*Source data:*
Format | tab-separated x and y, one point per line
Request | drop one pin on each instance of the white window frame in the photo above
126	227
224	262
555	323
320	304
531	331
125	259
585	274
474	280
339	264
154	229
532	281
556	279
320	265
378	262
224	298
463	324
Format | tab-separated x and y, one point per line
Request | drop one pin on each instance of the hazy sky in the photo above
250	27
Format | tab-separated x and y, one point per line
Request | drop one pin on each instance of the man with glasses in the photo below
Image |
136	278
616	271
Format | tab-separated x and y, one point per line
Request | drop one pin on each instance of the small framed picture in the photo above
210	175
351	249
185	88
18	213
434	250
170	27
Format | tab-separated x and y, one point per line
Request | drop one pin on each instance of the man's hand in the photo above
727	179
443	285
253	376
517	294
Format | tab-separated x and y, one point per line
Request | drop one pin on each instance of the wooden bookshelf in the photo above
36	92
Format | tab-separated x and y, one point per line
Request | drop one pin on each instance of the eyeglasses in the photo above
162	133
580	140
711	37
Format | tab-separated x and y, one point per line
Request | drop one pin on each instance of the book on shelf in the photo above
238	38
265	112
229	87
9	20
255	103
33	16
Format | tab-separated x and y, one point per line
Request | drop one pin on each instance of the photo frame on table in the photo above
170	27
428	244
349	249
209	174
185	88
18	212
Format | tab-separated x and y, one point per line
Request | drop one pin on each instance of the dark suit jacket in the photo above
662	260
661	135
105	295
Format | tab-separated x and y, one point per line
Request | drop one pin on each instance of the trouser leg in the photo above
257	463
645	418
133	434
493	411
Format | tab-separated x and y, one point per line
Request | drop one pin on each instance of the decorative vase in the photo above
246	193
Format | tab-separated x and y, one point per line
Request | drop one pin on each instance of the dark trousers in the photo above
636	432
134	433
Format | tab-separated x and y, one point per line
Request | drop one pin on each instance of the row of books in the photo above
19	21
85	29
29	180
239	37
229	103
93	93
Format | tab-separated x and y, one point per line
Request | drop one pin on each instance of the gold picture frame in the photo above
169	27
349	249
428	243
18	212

*What you need to do:* Every entry must be retyped in full, exactly as given.

*Solution below:*
Format | tab-separated x and y, one point per line
Request | drop one pin on each instance of the white window frame in the photo above
126	227
224	262
555	323
320	304
531	331
125	259
585	274
474	280
339	264
154	229
532	281
556	279
320	265
378	262
224	298
463	324
Format | tab-separated x and y, one point per line
Request | drop one pin on each instance of the hazy sky in the photo above
250	27
Format | tab-separated x and y, one point per line
Request | drop one pin on each instance of the man with glasses in the photo below
Image |
136	278
616	271
Format | tab-separated x and y, one point per line
Request | drop one pin on each instance of the small framed picture in the photo above
210	175
351	249
185	88
18	213
434	250
170	27
Format | tab-separated x and y, one point per line
Request | drop one pin on each instance of the man's hand in the photo above
727	179
443	285
253	376
517	294
Format | tab-separated x and y, one point per line
Request | drop one pin on each instance of the wooden bookshelf in the photo above
36	92
Format | tab-separated x and y, one point per line
Request | drop one pin on each instance of the eyeglasses in the photo above
162	133
580	140
711	37
Format | tab-separated x and y, one point per line
Request | drop one pin on each instance of the book on shelf in the photo above
238	38
265	112
229	87
9	20
255	103
33	16
Format | tab-separated x and y, one point per line
Request | drop one pin on each instance of the photo frame on table in the photo above
170	27
428	244
349	249
209	174
185	88
18	212
Format | tab-separated x and y, one point per line
Request | drop one pin on each instance of the dark suit jacket in the photo above
662	260
661	135
105	295
Format | tab-separated x and y, one point per line
Request | drop one pin on each instance of the trouser leg in the photo above
257	463
645	418
133	434
493	411
Format | tab-separated x and y, one point per line
Request | drop one pin on each instance of the decorative vase in the photo above
246	193
Format | tab-separated x and y, one point per line
Request | drop one pin on each instance of the dark trousers in the photo above
636	432
134	433
Format | tab-separated x and y, one point per line
Request | drop one pin on each instance of the row of books in the photo above
19	21
85	29
29	180
239	37
229	103
93	93
Format | tab-separated x and y, one point per line
Request | drop one pin on each instance of the gold picture frame in the photo above
169	27
349	249
428	243
18	212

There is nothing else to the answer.